WHAT TO PRODUCE:
Pick up the editorial on mining and corporate social responsibility after its last sentence and continue it.

PASSAGE TO READ:
•••••

Editorial: Mining and CSR, Part I

Major mining companies and most juniors have adopted progressive environmental and social policies designed to help them gain their “social licence” to operate, at home or abroad.

Yet many activists and non-governmental organizations (NGOs) believe these policies aren’t worth the paper they’re printed on, and instead want enforceable corporate social responsibility (CSR) standards and regulations, including extra-territorial laws and legal sanctions that would apply to all mining companies doing business anywhere in the world.

Canadian mining companies are prime targets of such campaigns, which typically cite allegations of forced resettlement, contamination of lands and waterways, violations of workers’ and indigenous rights, support for repressive regimes, and human rights abuses by security forces. Some question the need to mine metals at all, such as the “No Dirty Gold” and “Dirty Metals” campaigns, while others, such as “Life before Profit,” question the motives of mining companies doing business abroad.

Some investors are also wary of the industry’s performance abroad, with one prominent “socially responsible investment” (SRI) firm announcing in 2004 that it no longer held any metals or mining companies because it could not find “a single one” that met its criteria for corporate responsibility.

The World Bank and other global agencies also face constant pressure to stop financing mining projects in developing nations because of alleged environmental and social abuses.

•••••

INPUT DATA:
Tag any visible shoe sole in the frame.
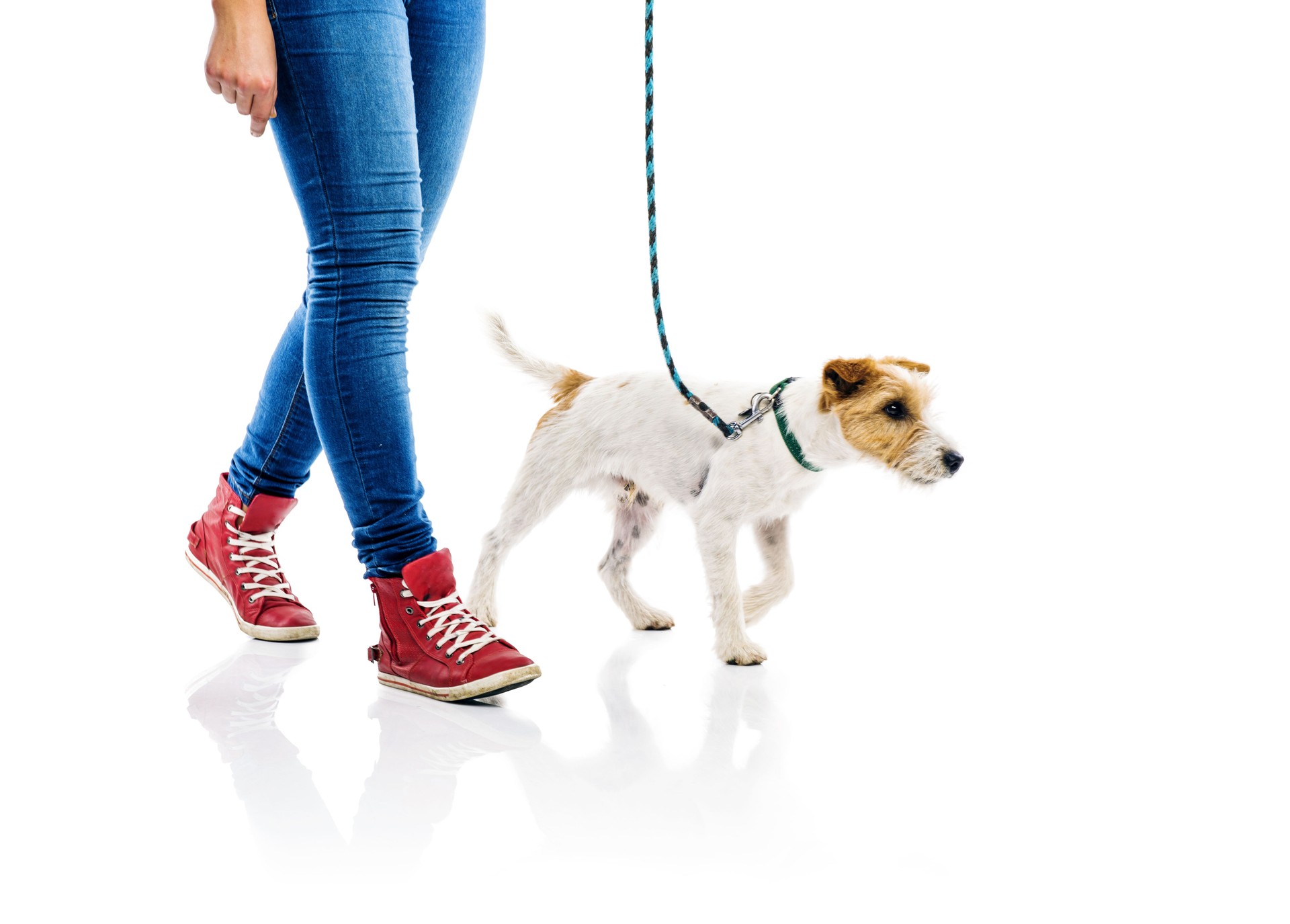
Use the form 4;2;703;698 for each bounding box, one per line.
377;665;542;702
183;548;318;641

•••••

RESULT FOR THIS EXERCISE:
In Canada, government committees have heard shocking allegations about the corporate misconduct of Canadian mining companies abroad, prompting one member to conclude that voluntary codes of corporate social responsibility have “failed,” and that “if volunteerism worked, we wouldn’t be in this mess.”

The focus on Canadian companies isn’t surprising, as almost 60% of the world’s mining and exploration companies are domiciled here. According to 2005 estimates, these companies account for more than 40% of global exploration budgets, and $50 billion of cumulative direct investment.

What is surprising is that the “face of Canada” represented by the mining industry abroad is still perceived by many in a negative light, as if nothing had changed since the industry’s dark days of the 1990s when a series of events shook public confidence in the sector.

The first such event was the 1995 failure of a tailings dam at Cambior’s Omai gold mine in Guyana, which released wastewater containing about 28 parts per million cyanide and large quantities of suspended silt into watercourses that flowed into the Essequibo River. Less than a year later, a concrete seal in a drainage tunnel beneath a mined-out pit failed at Placer Dome’s Marcopper mine in the Philippines, silting up rivers and causing damage downstream of the mine. And in 1998, Boliden’s Los Frailes mine in Spain was shut down by a tailings dam failure, making it the third tailings-containment structure to fail at a Canadian-owned operation overseas in as many years.

These events generated widespread negative publicity that at times was grossly exaggerated and unfair, but which over time, had the benefit of precipitating fundamental changes within the mining industry. Companies were forced to rethink and re-engineer themselves in response to increased scrutiny and suspicion of their activities. Industry associations had a wakeup call too, as NGOs used these and other negative incidents to portray an industry out of touch with changing times and more focused on profits than people.

Placer Dome, recently acquired by Barrick Gold, had long admitted that it learned “many difficult, challenging and expensive lessons” from the Marcopper spill. The company held a 39.9% stake in the mine, which began production in 1969 as a partnership with the Philippine government, but shouldered most of the blame and the costs associated with the cleanup and compensation.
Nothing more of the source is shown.